But as long as the English held the Bay and the French the St. Lawrence, neither one nor the other could make use of the natural and proper route to the fur country. When the cession of Canada gave the English both the Bay and the Lakes the “dangerous voyage of Fort William” came into its own. The new Northwest Company, organized from Montreal tapped the Hudson Bay territory from the basis of the lakes. Every Canadian read of the grand old days of the company, its fleet of canoes coming and going and its wintering partners. The farewell dinners, Scottish model, at Beaver Hall, took the place of the masses held on the French model at St. Anne’s by the departing coureurs des bois. The members of both nations, on such a dangerous journey, prepared themselves to die, but each in their own way.
The two fur companies joined. The steamboat came, replacing the canoe for the lake journey. Then the railway took over the first part of it, and the ‘voyage’ was from Collingwood to Fort William. Thus went Lord Wolesley with steamers and a flock of boats, built in Collingwood, to suppress the Red River rising, that vanished at his approach. Young Prince Arthur of Connaught who was in the expedition has left his name in Port Arthur.
After that, the route was and remained by rail and steamer to Fort William with half a dozen Ontario points of departure, Owen Sound leading. Beyond Fort William the route after 1870 was a mixture of canoe and portage and steamer, as it was when the young Reverend Mr. Grant, later Principal Grant, passed through in 1872, from Prince Arthur’s Landing to Fort Garry, on a voyage of discovery, under Mr. Sandford Fleming, to find the best way through the Rocky Mountains. Later the route was by rail to the Red River and down the river by steamer, till the completion of the C.P.R. hooked it all up from Fort William to the Pacific.
At first sight all the ‘danger’ seems out of it. But that is only on first sight. The water journey from Montreal to Fort William, — soon to turn into the great waterway from the sea to the West, — is among the most strange and romantic voyages in the world. At one end, at one time of the year, it looks like the voyage of a dream: at the other, in the closing of the season, it looks like a grim tragedy of men against the sea.
In the Soulanges Canal, as the motor cars pass along the straight highway that borders it, is a great lake freighter moving up stream. From the motor car that overtakes and passes it, it seems motionless, — a little ruffle of foam at the bow and a little churning of the water about the propeller at the stern: no sound: no one in sight; the ship of a dream. A sailor of the deep sea would scoff at the sight of it, the long whale-back body, battened down and flat, the high superstructure in front with a single funnel far astern.

Supplied information ▸

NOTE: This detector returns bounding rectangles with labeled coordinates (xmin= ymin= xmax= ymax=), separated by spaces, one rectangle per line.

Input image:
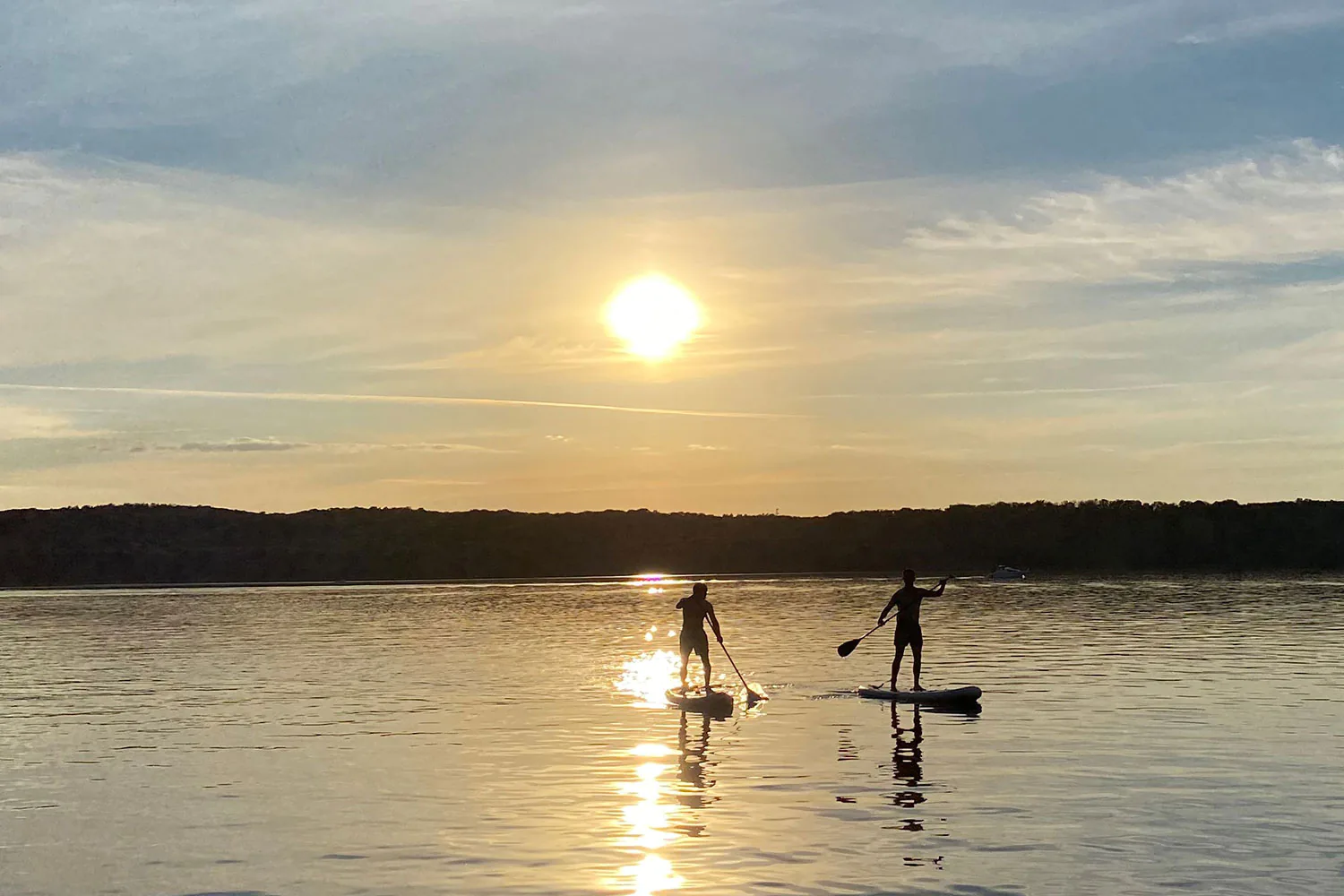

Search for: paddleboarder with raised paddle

Questions to answer ▸
A. List every person the passage on the route to Fort William names as taking part in events along that route.
B. Retype the passage on the route to Fort William between "After that, the" and "to the Pacific.", inclusive.
The data plays no part in this work.

Solutions below ▸
A. Lord Wolesley; Prince Arthur of Connaught; the Reverend Mr. Grant, later Principal Grant; Mr. Sandford Fleming

B.
After that, the route was and remained by rail and steamer to Fort William with half a dozen Ontario points of departure, Owen Sound leading. Beyond Fort William the route after 1870 was a mixture of canoe and portage and steamer, as it was when the young Reverend Mr. Grant, later Principal Grant, passed through in 1872, from Prince Arthur’s Landing to Fort Garry, on a voyage of discovery, under Mr. Sandford Fleming, to find the best way through the Rocky Mountains. Later the route was by rail to the Red River and down the river by steamer, till the completion of the C.P.R. hooked it all up from Fort William to the Pacific.